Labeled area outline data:
========
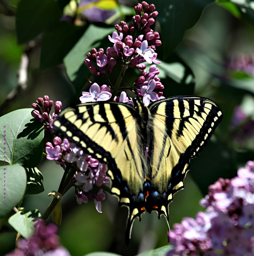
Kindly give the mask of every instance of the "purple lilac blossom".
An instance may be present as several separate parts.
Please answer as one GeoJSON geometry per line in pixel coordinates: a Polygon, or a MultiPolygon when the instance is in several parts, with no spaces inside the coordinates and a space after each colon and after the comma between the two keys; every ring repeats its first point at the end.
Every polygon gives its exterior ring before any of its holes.
{"type": "Polygon", "coordinates": [[[167,256],[254,255],[254,161],[237,174],[209,186],[200,201],[205,212],[174,225],[167,256]]]}
{"type": "Polygon", "coordinates": [[[107,91],[101,92],[99,86],[96,83],[91,85],[89,92],[83,92],[82,93],[82,96],[79,98],[81,103],[107,100],[111,95],[111,93],[107,91]]]}
{"type": "Polygon", "coordinates": [[[60,243],[56,225],[51,223],[46,226],[40,220],[35,227],[36,231],[28,240],[20,238],[17,248],[5,256],[70,256],[60,243]]]}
========
## What is being asked
Rewrite all lines of the data above as a Markdown table with columns "Row" and "Line", numbering each line and leaving out blank lines and pictures.

## Full solution
| Row | Line |
|---|---|
| 1 | Kindly give the mask of every instance of the "purple lilac blossom". |
| 2 | An instance may be present as several separate parts. |
| 3 | Please answer as one GeoJSON geometry per line in pixel coordinates: a Polygon, or a MultiPolygon when the instance is in several parts, with no spaces inside the coordinates and a space after each colon and after the comma between the two keys; every ring repeats its first point at the end. |
| 4 | Every polygon gives its exterior ring before any of its holes. |
| 5 | {"type": "Polygon", "coordinates": [[[167,256],[254,255],[254,161],[237,174],[209,186],[200,201],[205,212],[174,225],[167,256]]]} |
| 6 | {"type": "Polygon", "coordinates": [[[107,91],[101,92],[99,86],[96,83],[91,85],[89,92],[83,92],[82,93],[82,96],[79,98],[81,103],[107,100],[111,95],[111,93],[107,91]]]} |
| 7 | {"type": "Polygon", "coordinates": [[[60,243],[56,225],[51,223],[46,226],[40,220],[35,227],[36,231],[28,240],[20,238],[17,248],[5,256],[70,256],[60,243]]]} |